The Intel 8008 support page

Collect and share information and software about Intel's 8008 — the world's first 8 bit CPU, introduced April 1972

This site is neither operated nor maintained by Intel. Intel is a registered trademark of the Intel Corp, USA

Preface

When I was searching the web for information about the Intel 8008 a few years ago, little to none information was available. So I started collecting the bits spread around and began representing them here.

Meanwhile, the situation has changed. Wikipedia hosts an excellent article and a number of scanned datasheets are available.

Special thanks to Klemens Krause, who maintains a great computer museum that provided me lots of information and inspiration.

Some history

The Intel 8008 is the world's first 8 bit microprocessor introduced in April 1972. The 8008 was originally code named the 1201. The developers were Ted Hoff, Stan Mazor, Hal Feeney, and Federico Faggin.

Intel designed it for Computer Terminal Corporation (CTC) for use in it's Datapoint 2200 terminal, but because the 8008 was delivered too late and did not meet CTC's expectations, they didn't used it. Intel then brought the rights back and marketed the chip on it's own.
__________
Copy the passage of the Intel 8008 page above verbatim, between "Special thanks to" and "on it's own.", inclusive.
__________
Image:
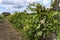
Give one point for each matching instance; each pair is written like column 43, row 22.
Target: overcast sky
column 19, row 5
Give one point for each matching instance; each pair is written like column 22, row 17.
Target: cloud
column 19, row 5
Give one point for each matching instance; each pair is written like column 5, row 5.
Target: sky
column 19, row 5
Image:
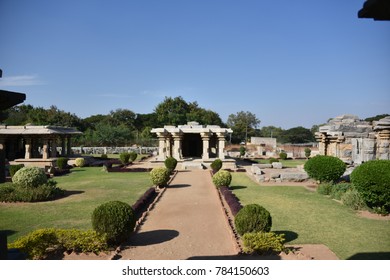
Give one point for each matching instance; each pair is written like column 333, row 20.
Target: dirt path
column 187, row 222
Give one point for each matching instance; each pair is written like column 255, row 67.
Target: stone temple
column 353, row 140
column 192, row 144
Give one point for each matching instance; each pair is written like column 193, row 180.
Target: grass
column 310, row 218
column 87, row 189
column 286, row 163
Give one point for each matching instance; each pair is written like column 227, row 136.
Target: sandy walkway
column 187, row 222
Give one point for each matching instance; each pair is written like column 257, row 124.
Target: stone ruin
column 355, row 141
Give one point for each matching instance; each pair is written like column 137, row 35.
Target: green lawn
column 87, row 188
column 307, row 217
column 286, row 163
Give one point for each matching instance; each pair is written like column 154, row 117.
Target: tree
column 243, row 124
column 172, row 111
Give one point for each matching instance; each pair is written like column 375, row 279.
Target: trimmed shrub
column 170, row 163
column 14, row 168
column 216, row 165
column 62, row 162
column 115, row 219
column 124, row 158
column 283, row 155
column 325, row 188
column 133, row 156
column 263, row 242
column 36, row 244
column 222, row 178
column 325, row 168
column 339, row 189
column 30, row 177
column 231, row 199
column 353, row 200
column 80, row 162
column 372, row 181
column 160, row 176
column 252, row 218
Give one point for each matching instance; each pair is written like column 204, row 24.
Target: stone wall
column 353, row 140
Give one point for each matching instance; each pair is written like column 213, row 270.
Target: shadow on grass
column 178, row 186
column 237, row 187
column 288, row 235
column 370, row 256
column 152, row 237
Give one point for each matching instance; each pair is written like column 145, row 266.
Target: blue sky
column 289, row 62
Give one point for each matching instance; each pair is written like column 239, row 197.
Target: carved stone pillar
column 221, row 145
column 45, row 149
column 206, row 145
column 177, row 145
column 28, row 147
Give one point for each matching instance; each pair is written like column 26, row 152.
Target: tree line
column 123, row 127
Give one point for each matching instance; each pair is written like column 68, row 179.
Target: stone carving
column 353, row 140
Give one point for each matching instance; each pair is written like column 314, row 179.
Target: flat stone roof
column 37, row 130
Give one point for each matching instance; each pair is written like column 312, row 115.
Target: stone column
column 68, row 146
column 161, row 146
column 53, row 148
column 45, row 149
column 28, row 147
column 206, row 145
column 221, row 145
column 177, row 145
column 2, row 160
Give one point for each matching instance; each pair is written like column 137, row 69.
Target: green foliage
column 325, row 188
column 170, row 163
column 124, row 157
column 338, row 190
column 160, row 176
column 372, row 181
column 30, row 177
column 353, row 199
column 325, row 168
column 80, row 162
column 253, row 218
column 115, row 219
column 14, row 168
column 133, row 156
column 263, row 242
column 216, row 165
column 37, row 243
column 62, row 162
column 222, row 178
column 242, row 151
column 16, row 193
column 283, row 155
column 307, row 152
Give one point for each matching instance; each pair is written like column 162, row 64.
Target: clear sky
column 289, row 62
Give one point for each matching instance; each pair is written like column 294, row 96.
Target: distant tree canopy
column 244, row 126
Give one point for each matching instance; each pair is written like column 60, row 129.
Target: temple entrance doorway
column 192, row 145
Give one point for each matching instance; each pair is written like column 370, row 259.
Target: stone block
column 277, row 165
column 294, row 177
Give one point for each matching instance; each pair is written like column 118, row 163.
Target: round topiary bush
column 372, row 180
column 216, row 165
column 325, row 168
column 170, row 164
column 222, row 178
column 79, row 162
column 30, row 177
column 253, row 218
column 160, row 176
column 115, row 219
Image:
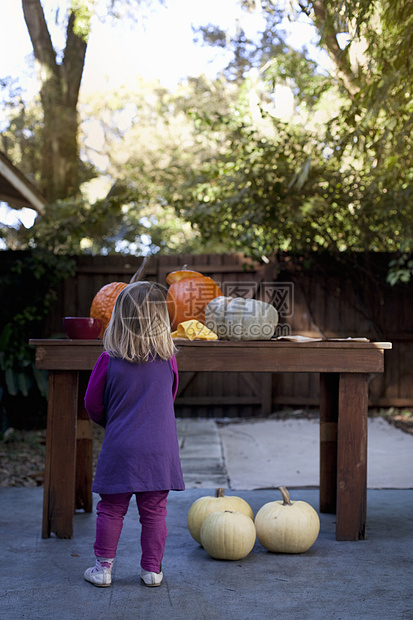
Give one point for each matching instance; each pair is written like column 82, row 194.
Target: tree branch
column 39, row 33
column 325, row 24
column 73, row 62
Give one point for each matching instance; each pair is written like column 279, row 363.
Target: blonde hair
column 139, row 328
__________
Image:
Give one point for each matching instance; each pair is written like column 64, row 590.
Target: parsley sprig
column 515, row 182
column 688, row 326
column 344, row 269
__________
#### [Written answer]
Special thanks to Klemens Krause, who maintains a great computer museum that provided me lots of information and inspiration.

Some history

The Intel 8008 is the world's first 8 bit microprocessor introduced in April 1972. The 8008 was originally code named the 1201. The developers were Ted Hoff, Stan Mazor, Hal Feeney, and Federico Faggin.

Intel designed it for Computer Terminal Corporation (CTC) for use in it's Datapoint 2200 terminal, but because the 8008 was delivered too late and did not meet CTC's expectations, they didn't used it. Intel then brought the rights back and marketed the chip on it's own.